** Extract **
Grieving my Dad during a Global Pandemic

Initially, after being asked whether I could write a little something about losing a parent to suicide, I thought this would be easy. I had reams and reams and reams of writing which I had done in the immediate aftermath, both in my personal diary and as draft blog posts. I thought I could quite simply just adapt one of those. However, sitting down to write this, I thought about what I would really want people to take from this post… What do I want people to understand better about suicide bereavement? What do I find difficult to communicate to my friends?

Two years ago, when I mentioned my dad’s death, I was without exception met with kindness, compassion and sympathy (sometimes a little too much, but that’s another story). Whilst I don’t think any of my friends or family would outright tell me that I “should be over it by now”, small slips of the tongue, knee jerk reactions, or just plain awkward silences all serve as a stark reminder that some people genuinely do not understand that the loss of a parent, particularly to suicide, is not something you can ever truly ‘get over’.

** Exercise data **

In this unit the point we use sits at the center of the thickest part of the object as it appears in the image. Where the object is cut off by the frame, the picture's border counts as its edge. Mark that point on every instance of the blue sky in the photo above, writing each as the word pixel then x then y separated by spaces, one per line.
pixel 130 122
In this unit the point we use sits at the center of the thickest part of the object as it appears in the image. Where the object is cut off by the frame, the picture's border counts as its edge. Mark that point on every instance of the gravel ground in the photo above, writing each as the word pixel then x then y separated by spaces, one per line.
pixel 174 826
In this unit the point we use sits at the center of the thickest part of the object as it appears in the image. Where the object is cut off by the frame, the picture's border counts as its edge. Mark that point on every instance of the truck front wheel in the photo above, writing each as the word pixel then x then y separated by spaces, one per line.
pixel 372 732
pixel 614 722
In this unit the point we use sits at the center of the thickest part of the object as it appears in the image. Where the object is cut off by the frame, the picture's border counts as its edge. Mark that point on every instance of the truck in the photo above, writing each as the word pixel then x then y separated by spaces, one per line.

** Problem set **
a - In the text on grieving a father, where had the writer done their writing in the immediate aftermath of the death?
b - From the text on grieving a father, output the passage starting with "Grieving my Dad" and going on through "to my friends?".
The data has no connection to the text on grieving a father.

** Answers for each item **
a - In a personal diary and as draft blog posts.

b -
Grieving my Dad during a Global Pandemic

Initially, after being asked whether I could write a little something about losing a parent to suicide, I thought this would be easy. I had reams and reams and reams of writing which I had done in the immediate aftermath, both in my personal diary and as draft blog posts. I thought I could quite simply just adapt one of those. However, sitting down to write this, I thought about what I would really want people to take from this post… What do I want people to understand better about suicide bereavement? What do I find difficult to communicate to my friends?